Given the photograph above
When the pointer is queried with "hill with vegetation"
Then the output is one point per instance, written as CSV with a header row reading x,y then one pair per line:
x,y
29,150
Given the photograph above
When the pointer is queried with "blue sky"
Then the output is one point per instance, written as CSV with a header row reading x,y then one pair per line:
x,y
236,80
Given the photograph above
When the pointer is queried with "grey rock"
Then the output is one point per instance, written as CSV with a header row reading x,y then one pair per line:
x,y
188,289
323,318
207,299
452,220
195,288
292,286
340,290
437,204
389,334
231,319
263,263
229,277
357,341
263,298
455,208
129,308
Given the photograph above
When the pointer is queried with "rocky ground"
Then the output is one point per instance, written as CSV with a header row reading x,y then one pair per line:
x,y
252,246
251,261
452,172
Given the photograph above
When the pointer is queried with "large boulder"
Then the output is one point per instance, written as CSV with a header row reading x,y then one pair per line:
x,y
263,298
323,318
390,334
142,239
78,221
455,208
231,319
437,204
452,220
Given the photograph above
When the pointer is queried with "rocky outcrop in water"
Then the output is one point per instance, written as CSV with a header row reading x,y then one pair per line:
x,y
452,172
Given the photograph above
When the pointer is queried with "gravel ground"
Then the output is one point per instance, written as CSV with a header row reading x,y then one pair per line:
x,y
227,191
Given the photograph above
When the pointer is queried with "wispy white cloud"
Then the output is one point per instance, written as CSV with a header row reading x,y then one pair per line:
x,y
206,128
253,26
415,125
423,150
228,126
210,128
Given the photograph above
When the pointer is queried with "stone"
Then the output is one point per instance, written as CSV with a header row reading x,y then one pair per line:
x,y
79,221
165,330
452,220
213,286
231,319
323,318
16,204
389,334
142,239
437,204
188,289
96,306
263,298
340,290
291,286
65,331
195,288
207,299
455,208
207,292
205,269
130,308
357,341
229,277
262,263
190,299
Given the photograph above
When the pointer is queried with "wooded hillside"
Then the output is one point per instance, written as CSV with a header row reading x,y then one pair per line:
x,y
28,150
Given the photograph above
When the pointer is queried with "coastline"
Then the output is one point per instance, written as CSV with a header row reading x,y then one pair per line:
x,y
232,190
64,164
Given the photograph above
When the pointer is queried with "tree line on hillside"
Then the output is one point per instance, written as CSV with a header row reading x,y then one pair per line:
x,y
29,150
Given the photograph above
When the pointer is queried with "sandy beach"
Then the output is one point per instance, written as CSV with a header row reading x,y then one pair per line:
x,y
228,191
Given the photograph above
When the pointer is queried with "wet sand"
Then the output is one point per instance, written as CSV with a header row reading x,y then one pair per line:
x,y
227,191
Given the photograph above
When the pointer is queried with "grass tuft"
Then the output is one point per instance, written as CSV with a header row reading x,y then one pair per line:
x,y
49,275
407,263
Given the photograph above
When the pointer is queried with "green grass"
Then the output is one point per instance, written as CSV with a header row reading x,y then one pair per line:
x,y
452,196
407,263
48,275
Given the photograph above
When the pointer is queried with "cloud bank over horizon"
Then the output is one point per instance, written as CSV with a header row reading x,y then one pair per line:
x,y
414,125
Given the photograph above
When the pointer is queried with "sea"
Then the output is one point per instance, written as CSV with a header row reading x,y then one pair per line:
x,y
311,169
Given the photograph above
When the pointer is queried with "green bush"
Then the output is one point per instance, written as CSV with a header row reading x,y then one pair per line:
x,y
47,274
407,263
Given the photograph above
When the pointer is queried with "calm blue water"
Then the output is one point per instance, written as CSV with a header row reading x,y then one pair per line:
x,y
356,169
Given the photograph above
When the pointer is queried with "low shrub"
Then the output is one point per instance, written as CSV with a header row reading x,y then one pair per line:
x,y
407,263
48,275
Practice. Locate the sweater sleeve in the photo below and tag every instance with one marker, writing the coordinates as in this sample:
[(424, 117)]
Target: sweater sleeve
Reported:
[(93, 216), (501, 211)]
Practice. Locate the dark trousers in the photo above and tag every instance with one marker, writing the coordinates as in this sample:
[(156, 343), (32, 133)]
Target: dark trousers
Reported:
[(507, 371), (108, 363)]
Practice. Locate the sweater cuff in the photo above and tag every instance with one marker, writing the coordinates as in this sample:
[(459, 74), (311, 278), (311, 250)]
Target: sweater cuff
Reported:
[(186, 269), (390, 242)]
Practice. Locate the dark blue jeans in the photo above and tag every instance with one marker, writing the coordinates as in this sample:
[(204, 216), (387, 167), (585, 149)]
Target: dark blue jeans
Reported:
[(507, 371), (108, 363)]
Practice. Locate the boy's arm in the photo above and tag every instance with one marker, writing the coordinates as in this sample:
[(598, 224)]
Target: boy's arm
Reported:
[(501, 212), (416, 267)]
________
EXERCISE DESCRIPTION:
Copy the records. Each line should match exactly.

EXERCISE ANSWER:
Given the photograph above
When the pointer is queried with "hill with vegetation"
Then the output is one point per instance, written as CSV with a header row reading x,y then one pair per line:
x,y
29,150
Given the photograph above
When the pointer is queried with "blue sky"
Then the output is one point per instance, written as CSV with a header row reading x,y then one pair per line:
x,y
236,80
Given the photograph above
When the pointer is queried with "grey rock"
Then the output is one point per instance, written as CSV with a header row reading x,y then one pair per line:
x,y
188,289
323,318
207,299
452,220
195,288
292,286
340,290
437,204
389,334
231,319
263,263
229,277
357,341
263,298
455,208
129,308
Given the photograph above
When the pointer is queried with "rocky ground"
Then the output is one point per instance, written as CSV with a header row reading x,y then one pair per line:
x,y
252,246
251,261
452,172
Given the photograph above
When the pointer is queried with "large boulder"
Then the output is one point per instance, written as CSV with a header row reading x,y then one pair per line:
x,y
263,298
323,318
390,334
142,239
78,221
455,208
231,319
437,204
452,220
Given the photograph above
When the pointer is queried with "rocky outcrop in water"
Then the output is one point per instance, written as CSV with a header row reading x,y then one pair per line:
x,y
452,172
Given the photograph above
When the pointer is queried with "gravel ground"
Then the output is one point per instance, written as CSV with a header row reading x,y then one pair per line:
x,y
227,191
Given the photograph above
When the pointer is queried with "wispy white cloud"
Then the output is one point per instance, written as CSV with a header row reading x,y then one pair per line:
x,y
206,128
253,26
415,125
423,150
228,126
210,128
Given the photograph above
When the pointer is queried with "stone"
Then the output is one point per instance, written as CSV with a header row reading x,y then one pair per line:
x,y
79,221
165,330
452,220
213,286
231,319
323,318
16,204
389,334
142,239
437,204
188,289
96,306
263,298
340,290
291,286
65,331
195,288
207,299
455,208
207,292
205,269
130,308
357,341
229,277
262,263
190,299
Given the photograph above
When the pointer is queried with "wooded hillside"
Then the output is one point per instance, written as CSV with a header row reading x,y then one pair per line:
x,y
28,150
Given the photograph above
When the pointer is queried with "coastline"
Then the output is one point per instance, written as CSV with a header row reading x,y then one pair per line:
x,y
232,190
64,164
Given the photograph above
When the pointer is queried with "tree line on hillside"
Then the output is one point per instance, written as CSV with a header row reading x,y then one pair per line:
x,y
29,150
Given the photograph above
When the pointer is queried with "sandy beach"
Then the output is one point per instance, written as CSV with a header row reading x,y then one pair per line:
x,y
228,191
Given the photograph above
When the pointer is queried with "wet sand"
Then the output is one point per instance, written as CSV with a header row reading x,y then one pair per line:
x,y
227,191
Given the photograph above
When the pointer is queried with "grass tuft"
Then the output is one point per instance, written as CSV with a header row reading x,y then one pair per line:
x,y
49,275
407,263
Given the photograph above
When the pointer is queried with "green grass"
Then the output is one point per instance, written as CSV with a header row reading x,y then one pair per line:
x,y
452,196
407,263
48,275
Given the photograph above
When the pointer is queried with "cloud bank over horizon"
Then the output is one point per instance, written as CSV with a header row reading x,y then one pair per line:
x,y
414,125
Given the photograph above
When the pointer is queried with "sea"
Then the output is one point per instance, written as CSV with a header row reading x,y then one pair per line:
x,y
311,169
Given the photograph above
When the pointer is queried with "green bush"
Then the output is one point per instance, written as CSV with a header row reading x,y then one pair per line:
x,y
47,274
407,263
Given the photograph above
When the pointer is queried with "calm blue water"
Then the output is one point per instance, written as CSV with a header row reading x,y then one pair per line:
x,y
356,169
Given the photograph above
When the pointer is queried with "low shrub"
Then the output is one point per instance, written as CSV with a header row reading x,y then one pair per line:
x,y
407,263
48,275
Practice. Locate the sweater sleeve in the photo below and tag every instance with one marker, writing the coordinates as in this sample:
[(424, 117)]
Target: sweater sleeve
Reported:
[(93, 216), (501, 211)]
Practice. Locate the dark trousers in the photo above and tag every instance with one marker, writing the coordinates as in this sample:
[(156, 343), (32, 133)]
Target: dark trousers
Reported:
[(507, 371), (108, 363)]
Practice. Locate the sweater cuff in the photo above and tag every instance with one marker, writing the coordinates as in this sample:
[(459, 74), (311, 278), (311, 250)]
Target: sweater cuff
Reported:
[(186, 269), (390, 242)]
Practice. Locate the dark blue jeans in the photo above and tag every instance with one marker, writing the coordinates as in this sample:
[(204, 216), (387, 167), (585, 149)]
Target: dark blue jeans
Reported:
[(507, 371), (108, 363)]
Practice. Locate the boy's arm in the photo above and tag every instance with one marker, writing the coordinates as in this sample:
[(598, 224)]
Target: boy's arm
Reported:
[(501, 212), (416, 267)]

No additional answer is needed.